Effective therapies for the treatment of cancer rely on the localized delivery of drugs. Targeted drugs attack the cancer while reducing the impact the drugs have on the rest of the body. A unique delivery peptide that can selectively target tumors in mice and translocate and release cargo molecules intracellularly based solely on the acid levels inherent to cancer cells is being investigated in the laboratory of Damien Thévenin.

Funded by the National Cancer Institute, Thévenin’s team investigates the efficacy of a pH-sensitive peptide to target and deliver the microtubule inhibitor monomethyl auristatin E (MMAE) to cancer cells and breast tumors. Many cancer targeting therapies intended to improve the effectiveness and diminishing off-target cytotoxic effects have been developed and hold the promise of being therapeutic options for certain types of cancers. However, preclinical and clinical studies found that therapy strategies based on the targeting of specific proteins is significantly hampered by tumor heterogeneity, which can promote tumor evolution, leading to the loss of cell surface proteins and, eventually, to therapy resistance and disease progression. Moreover, targeted cancer biomarkers tend to be overexpressed in a tumor-associated, not tumor-specific manner.

Acidity is a general hallmark of tumors. While normal tissue pH is about 7.4, pH in tumors range from 5.5 to 7. Thévenin’s lab uses the pH (low) insertion peptide (pHLIP), a peptide that can selectively target tumors in mice solely based on their acidity rather than on any specific biomarker. pHLIP circulates in the blood supply until it anchors to the cell membrane of acidic tissues. Headed by graduate student Kelly Burns, their recent study has shown that pHLIP–MMAE combinations is very effective at killing a breast cancer cell line that is resistant to current targeted therapies in a concentration- and pH-dependent manner after only two hours of incubation without any apparent disruption of the plasma membrane.

• Tasks to perform:
A) According to the passage on pH-targeted cancer drug delivery, why can pHLIP single out tumors without relying on a specific biomarker?
B) From the passage on pH-targeted cancer drug delivery, set down the words from "Effective therapies for" to "of Damien Thévenin.".

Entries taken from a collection
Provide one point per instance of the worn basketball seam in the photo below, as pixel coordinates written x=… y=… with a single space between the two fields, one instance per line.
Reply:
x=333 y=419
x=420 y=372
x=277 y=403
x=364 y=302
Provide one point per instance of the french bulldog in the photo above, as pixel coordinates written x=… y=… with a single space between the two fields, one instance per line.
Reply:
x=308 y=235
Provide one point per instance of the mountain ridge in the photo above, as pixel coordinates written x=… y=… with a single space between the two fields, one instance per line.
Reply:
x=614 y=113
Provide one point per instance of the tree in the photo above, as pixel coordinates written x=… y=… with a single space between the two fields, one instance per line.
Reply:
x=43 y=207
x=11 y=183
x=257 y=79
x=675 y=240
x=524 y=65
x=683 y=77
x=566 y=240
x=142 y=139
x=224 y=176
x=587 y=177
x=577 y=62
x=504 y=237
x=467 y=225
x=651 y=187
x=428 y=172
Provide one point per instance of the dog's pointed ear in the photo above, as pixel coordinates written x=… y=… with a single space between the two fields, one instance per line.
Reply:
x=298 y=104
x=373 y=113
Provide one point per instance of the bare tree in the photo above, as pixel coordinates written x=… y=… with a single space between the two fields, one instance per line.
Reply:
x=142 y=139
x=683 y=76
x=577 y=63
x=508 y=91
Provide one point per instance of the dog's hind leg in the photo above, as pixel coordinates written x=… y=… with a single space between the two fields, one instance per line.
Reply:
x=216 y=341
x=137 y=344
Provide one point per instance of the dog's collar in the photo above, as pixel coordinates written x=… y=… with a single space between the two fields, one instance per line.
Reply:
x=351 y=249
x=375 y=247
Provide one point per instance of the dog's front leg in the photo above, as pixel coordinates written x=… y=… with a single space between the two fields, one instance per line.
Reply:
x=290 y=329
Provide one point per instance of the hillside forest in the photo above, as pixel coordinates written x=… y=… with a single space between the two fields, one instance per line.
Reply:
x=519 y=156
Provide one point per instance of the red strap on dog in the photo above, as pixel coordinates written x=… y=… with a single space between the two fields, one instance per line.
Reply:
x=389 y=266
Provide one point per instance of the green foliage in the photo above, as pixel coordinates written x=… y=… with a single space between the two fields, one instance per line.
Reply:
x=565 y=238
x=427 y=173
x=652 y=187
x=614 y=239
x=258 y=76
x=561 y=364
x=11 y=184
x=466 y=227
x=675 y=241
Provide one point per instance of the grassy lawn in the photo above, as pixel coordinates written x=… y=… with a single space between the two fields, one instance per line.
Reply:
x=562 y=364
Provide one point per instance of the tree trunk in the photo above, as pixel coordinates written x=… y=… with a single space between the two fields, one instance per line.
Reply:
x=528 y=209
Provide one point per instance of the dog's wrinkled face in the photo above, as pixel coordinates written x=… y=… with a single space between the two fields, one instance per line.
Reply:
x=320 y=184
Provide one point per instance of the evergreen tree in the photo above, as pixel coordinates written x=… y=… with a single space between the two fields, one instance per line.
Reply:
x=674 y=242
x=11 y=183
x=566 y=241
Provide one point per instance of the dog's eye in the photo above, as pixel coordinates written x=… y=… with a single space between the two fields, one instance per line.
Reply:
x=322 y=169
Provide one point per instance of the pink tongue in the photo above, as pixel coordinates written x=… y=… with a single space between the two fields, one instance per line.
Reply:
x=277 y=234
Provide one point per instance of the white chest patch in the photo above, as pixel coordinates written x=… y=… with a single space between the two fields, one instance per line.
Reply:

• Outputs for the tasks:
A) Acidity is a general hallmark of tumors: normal tissue pH is about 7.4, while tumor pH ranges from 5.5 to 7. pHLIP circulates in the blood until it anchors to the cell membrane of acidic tissues, so it targets tumors solely by their acidity.

B)
Effective therapies for the treatment of cancer rely on the localized delivery of drugs. Targeted drugs attack the cancer while reducing the impact the drugs have on the rest of the body. A unique delivery peptide that can selectively target tumors in mice and translocate and release cargo molecules intracellularly based solely on the acid levels inherent to cancer cells is being investigated in the laboratory of Damien Thévenin.